Start of SOURCE DATA

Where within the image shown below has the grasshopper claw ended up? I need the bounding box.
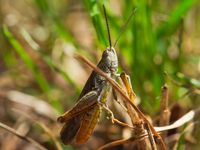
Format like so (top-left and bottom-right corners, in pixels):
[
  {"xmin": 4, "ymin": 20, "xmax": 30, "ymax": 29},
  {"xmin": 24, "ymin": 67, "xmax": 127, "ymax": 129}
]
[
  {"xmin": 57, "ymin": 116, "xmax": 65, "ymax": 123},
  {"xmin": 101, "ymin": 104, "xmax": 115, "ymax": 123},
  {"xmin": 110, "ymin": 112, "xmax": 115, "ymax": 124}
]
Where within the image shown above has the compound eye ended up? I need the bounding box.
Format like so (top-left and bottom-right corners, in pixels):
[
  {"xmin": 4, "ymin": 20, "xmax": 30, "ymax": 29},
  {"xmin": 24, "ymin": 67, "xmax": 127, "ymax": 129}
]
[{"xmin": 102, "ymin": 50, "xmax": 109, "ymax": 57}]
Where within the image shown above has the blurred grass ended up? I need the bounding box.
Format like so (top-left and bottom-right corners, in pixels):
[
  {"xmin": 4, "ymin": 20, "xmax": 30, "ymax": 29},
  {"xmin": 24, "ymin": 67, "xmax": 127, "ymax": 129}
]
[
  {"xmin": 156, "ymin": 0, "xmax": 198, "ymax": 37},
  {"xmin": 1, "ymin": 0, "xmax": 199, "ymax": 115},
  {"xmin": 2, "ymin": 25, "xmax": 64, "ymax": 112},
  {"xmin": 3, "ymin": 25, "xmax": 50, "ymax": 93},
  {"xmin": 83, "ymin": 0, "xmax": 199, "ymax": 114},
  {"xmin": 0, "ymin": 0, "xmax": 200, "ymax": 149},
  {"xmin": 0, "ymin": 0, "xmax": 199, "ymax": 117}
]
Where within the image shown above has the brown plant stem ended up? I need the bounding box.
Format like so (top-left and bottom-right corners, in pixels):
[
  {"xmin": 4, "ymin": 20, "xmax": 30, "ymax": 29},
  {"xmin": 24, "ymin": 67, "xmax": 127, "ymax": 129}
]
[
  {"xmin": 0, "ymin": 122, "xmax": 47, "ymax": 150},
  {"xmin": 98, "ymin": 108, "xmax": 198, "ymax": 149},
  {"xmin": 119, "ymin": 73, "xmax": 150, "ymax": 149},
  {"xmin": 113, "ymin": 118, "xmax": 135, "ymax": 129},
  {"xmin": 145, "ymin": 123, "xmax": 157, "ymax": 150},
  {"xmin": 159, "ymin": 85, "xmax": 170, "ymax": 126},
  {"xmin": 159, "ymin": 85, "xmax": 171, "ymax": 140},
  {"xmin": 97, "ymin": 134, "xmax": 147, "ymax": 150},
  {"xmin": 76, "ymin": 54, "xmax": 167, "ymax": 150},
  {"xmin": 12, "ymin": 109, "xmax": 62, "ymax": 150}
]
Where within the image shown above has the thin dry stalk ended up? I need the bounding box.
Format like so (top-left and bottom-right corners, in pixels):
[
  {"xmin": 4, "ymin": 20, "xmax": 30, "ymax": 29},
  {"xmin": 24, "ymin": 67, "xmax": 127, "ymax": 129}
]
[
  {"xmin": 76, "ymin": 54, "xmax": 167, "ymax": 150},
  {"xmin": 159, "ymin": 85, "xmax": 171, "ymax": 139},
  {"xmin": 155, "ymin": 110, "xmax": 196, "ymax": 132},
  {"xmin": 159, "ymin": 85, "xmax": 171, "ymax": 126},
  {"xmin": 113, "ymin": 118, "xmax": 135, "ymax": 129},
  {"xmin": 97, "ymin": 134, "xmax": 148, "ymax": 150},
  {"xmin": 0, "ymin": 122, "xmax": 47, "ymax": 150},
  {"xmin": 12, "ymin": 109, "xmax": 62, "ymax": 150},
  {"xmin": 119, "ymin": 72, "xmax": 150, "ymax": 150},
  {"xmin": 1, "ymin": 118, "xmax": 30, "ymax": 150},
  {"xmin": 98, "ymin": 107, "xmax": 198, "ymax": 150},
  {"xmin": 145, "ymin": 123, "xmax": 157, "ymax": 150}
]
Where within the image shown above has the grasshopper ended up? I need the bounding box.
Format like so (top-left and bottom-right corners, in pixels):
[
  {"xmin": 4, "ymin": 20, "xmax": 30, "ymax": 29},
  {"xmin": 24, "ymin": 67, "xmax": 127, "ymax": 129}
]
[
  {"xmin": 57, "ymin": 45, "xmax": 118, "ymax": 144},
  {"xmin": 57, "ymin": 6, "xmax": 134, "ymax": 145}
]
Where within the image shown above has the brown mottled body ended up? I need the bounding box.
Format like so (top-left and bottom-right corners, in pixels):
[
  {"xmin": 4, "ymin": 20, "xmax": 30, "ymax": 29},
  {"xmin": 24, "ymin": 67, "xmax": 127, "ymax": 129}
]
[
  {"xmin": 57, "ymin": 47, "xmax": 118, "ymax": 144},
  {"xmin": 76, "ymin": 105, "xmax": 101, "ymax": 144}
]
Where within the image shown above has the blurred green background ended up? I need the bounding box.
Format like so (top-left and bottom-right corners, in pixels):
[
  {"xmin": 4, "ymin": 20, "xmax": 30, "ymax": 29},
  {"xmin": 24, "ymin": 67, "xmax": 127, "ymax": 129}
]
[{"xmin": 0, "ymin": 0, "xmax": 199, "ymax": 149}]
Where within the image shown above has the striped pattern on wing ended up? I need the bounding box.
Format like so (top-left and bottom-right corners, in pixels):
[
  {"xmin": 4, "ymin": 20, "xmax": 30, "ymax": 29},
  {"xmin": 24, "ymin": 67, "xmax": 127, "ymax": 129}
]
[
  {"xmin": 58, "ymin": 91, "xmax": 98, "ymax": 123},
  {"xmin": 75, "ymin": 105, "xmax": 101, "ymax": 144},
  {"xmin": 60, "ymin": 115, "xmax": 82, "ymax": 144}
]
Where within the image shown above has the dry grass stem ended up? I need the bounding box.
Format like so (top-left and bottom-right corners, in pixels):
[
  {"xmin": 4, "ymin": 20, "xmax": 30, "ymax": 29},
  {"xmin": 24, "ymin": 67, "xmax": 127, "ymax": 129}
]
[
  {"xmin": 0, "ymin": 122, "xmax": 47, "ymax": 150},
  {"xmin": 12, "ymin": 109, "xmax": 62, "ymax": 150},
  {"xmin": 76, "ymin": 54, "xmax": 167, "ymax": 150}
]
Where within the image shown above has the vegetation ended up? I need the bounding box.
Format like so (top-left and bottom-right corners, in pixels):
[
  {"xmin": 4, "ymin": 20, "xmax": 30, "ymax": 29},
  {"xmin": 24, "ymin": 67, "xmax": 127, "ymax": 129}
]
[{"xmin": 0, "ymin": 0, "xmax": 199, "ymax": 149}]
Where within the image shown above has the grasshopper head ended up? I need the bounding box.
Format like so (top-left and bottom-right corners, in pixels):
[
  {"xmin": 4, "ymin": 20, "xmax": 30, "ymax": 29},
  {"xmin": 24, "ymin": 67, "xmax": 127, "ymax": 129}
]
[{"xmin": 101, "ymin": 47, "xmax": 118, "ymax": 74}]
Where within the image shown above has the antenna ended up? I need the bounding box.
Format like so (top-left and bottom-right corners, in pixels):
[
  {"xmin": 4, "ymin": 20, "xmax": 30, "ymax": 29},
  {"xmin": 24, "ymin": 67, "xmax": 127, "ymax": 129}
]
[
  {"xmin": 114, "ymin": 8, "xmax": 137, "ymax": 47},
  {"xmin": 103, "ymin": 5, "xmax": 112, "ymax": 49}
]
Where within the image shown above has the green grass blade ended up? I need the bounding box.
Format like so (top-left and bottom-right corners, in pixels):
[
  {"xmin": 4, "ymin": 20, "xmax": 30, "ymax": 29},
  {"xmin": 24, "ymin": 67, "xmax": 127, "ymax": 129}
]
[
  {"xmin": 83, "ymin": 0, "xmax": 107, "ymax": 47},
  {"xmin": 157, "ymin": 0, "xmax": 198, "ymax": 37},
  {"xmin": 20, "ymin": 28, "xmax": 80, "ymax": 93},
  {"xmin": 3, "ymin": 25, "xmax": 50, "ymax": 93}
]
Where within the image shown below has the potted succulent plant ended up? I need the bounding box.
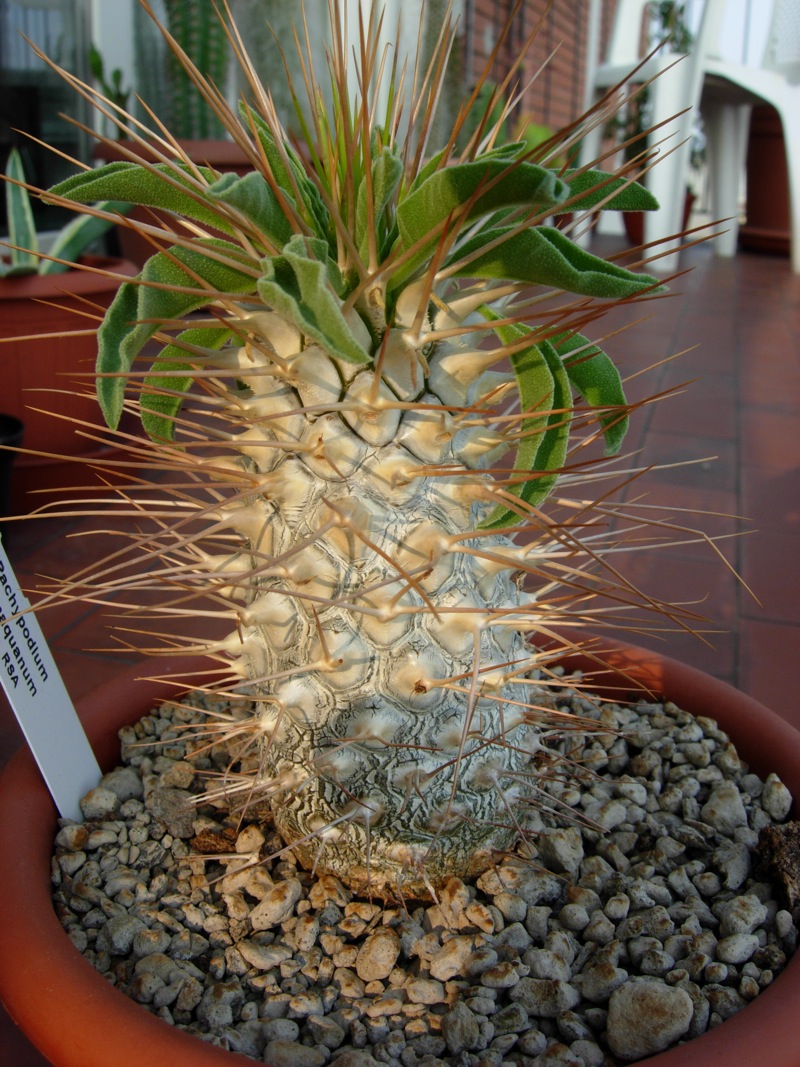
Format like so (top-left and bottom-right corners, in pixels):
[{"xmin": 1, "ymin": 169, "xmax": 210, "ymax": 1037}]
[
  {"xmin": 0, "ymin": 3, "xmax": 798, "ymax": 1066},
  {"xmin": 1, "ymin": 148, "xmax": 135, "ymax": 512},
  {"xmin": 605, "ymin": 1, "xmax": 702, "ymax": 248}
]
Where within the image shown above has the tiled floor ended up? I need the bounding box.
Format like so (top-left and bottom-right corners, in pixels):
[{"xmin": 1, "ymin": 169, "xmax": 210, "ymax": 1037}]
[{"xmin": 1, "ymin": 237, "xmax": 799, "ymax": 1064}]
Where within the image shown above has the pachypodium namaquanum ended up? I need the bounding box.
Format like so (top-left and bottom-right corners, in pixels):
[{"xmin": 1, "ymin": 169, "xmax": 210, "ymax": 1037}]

End of SOURCE DATA

• **PROBLEM DESCRIPTION**: If the string "blurred" appears in a line of the entries, report the line.

• **ANSWER BOX**:
Where within the image shown above has the blurred grass ended up? I need the bounding box.
Where within the image shown above has the blurred green background ended up? I need the bounding box.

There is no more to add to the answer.